**Aim of the exercise:** All lines in the entries below that hold "water" make up the answer.

═══ Data for the task ═══

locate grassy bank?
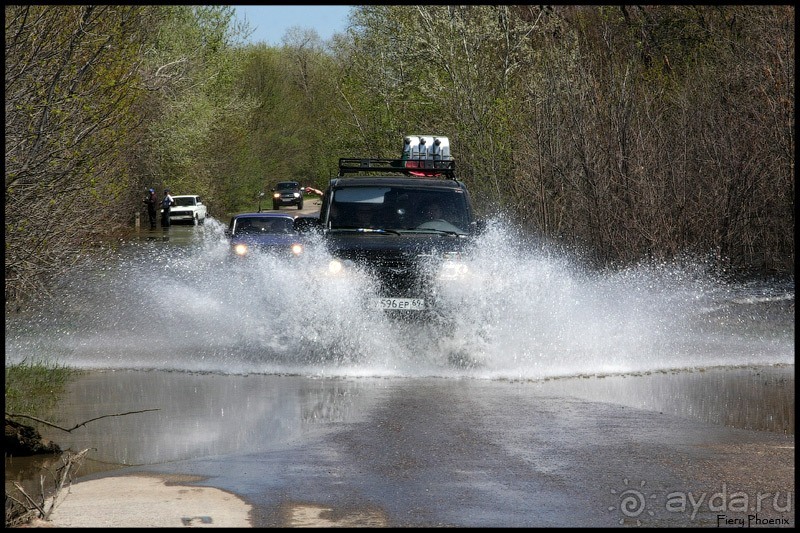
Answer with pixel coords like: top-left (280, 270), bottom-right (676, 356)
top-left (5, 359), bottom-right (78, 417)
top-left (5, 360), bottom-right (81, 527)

═══
═══ Data for the task ═══

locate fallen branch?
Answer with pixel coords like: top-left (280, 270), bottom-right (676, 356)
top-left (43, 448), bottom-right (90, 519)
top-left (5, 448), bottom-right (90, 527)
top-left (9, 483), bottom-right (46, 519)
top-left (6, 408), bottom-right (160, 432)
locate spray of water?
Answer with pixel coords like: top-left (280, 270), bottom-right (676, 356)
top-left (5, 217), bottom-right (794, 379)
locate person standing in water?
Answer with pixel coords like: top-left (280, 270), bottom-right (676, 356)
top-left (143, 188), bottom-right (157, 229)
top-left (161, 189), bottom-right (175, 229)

═══
═══ Data for the task ═══

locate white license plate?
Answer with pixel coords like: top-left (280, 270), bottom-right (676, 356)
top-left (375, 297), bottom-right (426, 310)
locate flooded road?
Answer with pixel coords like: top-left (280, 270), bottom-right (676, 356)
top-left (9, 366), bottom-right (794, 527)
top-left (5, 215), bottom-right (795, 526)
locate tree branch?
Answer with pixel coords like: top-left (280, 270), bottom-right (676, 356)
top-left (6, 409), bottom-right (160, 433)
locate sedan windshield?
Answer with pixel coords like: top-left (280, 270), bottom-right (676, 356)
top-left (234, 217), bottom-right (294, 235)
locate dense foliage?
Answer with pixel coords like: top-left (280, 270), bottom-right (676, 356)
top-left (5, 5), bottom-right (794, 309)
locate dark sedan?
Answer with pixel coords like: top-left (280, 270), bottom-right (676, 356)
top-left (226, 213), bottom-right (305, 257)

═══

**Response box:**
locate spray of water?
locate person standing in water?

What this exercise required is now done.